--- What you need to do ---
Which lines of the material below contain the word "winding"? Copy each of those lines.

--- Data section ---
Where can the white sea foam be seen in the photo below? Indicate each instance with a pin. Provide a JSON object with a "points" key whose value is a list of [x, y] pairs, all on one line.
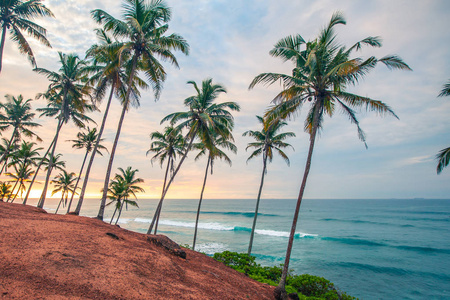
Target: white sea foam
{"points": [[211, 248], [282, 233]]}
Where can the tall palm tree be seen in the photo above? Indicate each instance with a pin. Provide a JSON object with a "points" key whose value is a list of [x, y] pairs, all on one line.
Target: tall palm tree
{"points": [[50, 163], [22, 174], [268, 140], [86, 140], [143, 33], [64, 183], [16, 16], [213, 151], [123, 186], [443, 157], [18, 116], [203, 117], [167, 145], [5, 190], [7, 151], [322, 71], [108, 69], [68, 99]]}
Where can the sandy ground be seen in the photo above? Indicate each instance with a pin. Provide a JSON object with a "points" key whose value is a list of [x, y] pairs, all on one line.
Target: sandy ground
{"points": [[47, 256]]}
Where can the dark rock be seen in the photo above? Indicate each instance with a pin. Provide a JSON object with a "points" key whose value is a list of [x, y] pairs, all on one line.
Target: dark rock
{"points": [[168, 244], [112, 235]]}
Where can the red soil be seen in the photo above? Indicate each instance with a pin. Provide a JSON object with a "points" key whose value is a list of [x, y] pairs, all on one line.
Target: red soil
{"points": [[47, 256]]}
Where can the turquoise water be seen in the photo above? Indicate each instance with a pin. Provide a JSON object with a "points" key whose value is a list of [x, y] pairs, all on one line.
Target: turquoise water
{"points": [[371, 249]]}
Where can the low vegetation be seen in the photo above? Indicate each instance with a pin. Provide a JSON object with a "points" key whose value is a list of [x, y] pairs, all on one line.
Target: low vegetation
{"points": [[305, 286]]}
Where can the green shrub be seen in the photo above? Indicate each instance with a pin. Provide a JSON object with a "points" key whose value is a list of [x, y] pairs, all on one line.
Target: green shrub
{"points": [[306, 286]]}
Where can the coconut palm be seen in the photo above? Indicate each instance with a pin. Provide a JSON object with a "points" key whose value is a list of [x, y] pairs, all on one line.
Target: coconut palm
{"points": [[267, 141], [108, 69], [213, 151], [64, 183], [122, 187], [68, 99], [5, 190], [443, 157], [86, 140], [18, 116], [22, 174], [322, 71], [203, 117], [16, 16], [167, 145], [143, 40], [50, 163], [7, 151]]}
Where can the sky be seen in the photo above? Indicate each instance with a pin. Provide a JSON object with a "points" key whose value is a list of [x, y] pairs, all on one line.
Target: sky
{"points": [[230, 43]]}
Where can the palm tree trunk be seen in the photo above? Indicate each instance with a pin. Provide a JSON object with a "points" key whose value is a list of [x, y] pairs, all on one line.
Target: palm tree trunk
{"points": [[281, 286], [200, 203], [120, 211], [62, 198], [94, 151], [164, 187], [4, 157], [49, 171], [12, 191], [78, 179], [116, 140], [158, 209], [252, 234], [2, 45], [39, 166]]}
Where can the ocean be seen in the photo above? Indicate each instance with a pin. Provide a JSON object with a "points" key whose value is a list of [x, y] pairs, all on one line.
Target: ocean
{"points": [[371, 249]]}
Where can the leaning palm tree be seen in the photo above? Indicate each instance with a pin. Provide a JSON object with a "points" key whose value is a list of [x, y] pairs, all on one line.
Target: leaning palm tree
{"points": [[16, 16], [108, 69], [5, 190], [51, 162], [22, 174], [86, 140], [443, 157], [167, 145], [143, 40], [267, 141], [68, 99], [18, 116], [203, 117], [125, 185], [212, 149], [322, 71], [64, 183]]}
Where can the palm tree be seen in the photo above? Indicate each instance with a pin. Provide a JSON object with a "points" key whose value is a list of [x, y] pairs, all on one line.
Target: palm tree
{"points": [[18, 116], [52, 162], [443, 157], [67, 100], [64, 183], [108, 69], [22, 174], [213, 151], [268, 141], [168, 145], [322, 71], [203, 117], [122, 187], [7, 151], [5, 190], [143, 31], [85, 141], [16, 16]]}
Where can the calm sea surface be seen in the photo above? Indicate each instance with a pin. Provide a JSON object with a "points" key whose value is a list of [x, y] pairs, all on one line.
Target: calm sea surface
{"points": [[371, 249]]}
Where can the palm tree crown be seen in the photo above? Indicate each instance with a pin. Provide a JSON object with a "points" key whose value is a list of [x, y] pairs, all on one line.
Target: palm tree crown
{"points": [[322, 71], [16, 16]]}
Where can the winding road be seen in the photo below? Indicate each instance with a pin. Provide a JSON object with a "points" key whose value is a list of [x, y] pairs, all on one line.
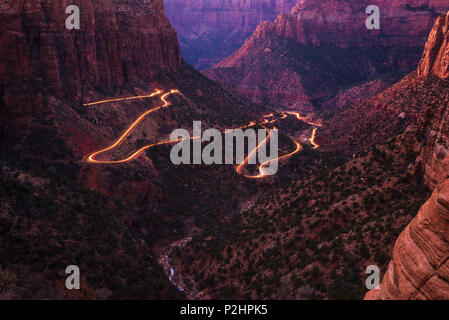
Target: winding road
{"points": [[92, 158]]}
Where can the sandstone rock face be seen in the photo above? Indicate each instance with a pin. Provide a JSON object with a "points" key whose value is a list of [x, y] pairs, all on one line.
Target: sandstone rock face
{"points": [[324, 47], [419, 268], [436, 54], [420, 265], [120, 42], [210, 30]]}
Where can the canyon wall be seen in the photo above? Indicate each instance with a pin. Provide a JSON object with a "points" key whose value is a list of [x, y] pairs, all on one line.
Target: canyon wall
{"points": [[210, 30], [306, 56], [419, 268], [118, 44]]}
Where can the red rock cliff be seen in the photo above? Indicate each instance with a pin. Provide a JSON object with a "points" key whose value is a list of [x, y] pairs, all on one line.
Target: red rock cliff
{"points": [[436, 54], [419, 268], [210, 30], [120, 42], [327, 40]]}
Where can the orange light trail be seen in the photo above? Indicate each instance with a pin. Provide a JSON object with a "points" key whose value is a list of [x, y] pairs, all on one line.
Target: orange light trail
...
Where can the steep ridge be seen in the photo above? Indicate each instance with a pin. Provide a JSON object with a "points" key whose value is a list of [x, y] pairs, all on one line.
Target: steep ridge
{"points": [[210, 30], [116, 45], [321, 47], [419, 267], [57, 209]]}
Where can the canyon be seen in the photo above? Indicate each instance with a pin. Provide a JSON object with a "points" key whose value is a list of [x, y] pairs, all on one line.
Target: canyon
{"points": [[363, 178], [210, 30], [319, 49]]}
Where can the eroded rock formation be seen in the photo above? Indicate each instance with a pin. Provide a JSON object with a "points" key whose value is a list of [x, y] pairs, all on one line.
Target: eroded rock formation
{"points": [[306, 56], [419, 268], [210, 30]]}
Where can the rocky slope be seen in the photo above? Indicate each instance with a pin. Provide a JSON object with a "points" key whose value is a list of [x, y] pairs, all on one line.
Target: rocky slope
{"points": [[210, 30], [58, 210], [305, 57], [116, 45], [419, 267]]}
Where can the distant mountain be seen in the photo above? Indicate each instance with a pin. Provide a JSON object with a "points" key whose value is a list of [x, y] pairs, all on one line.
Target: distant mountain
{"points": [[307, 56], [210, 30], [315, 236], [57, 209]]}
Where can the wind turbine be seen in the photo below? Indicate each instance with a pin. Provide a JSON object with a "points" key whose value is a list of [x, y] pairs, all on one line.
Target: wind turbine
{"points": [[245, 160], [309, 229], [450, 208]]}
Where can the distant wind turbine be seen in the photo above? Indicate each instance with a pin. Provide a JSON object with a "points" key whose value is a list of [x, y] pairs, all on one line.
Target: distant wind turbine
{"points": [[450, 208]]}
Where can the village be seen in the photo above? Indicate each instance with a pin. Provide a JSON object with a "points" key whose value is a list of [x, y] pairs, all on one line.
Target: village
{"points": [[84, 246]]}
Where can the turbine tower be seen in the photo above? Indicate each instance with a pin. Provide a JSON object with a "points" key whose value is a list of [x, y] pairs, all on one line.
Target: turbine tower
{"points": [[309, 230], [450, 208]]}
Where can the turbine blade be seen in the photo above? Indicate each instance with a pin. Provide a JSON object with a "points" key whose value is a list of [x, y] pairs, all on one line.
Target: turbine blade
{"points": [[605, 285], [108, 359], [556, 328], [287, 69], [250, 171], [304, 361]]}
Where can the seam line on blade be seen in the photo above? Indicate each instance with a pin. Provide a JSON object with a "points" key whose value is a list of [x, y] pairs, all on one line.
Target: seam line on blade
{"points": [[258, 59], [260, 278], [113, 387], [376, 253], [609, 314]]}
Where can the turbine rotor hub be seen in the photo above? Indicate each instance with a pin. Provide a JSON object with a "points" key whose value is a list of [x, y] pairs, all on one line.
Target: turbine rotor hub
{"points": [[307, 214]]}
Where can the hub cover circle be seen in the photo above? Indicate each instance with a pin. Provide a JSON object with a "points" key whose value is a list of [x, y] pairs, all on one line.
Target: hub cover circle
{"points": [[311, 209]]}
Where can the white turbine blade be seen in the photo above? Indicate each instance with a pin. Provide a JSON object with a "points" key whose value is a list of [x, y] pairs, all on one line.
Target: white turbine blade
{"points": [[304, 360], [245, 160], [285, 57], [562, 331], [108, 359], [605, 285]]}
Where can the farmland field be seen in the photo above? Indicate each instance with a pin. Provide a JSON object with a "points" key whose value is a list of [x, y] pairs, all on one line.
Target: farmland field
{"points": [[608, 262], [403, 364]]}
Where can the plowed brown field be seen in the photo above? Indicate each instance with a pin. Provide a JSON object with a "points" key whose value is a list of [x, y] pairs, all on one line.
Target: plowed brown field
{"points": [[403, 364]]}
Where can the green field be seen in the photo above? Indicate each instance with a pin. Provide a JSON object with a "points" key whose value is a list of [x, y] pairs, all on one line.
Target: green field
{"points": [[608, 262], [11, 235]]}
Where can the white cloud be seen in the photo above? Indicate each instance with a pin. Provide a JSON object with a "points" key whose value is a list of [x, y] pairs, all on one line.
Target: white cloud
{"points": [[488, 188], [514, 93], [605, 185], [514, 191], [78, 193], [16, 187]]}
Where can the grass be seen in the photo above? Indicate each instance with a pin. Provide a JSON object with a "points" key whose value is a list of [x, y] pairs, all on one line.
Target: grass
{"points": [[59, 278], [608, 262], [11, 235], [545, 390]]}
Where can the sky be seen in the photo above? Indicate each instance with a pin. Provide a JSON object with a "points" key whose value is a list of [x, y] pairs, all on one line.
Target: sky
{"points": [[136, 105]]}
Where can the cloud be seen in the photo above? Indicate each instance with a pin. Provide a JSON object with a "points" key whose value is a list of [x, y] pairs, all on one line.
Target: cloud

--- Output for this task ---
Where can the winding road be seen in the photo below? Indicate each instance with a pin. Provide a JSON object with a "points" key whose value is a list of [x, y] pairs, all on one line.
Target: winding road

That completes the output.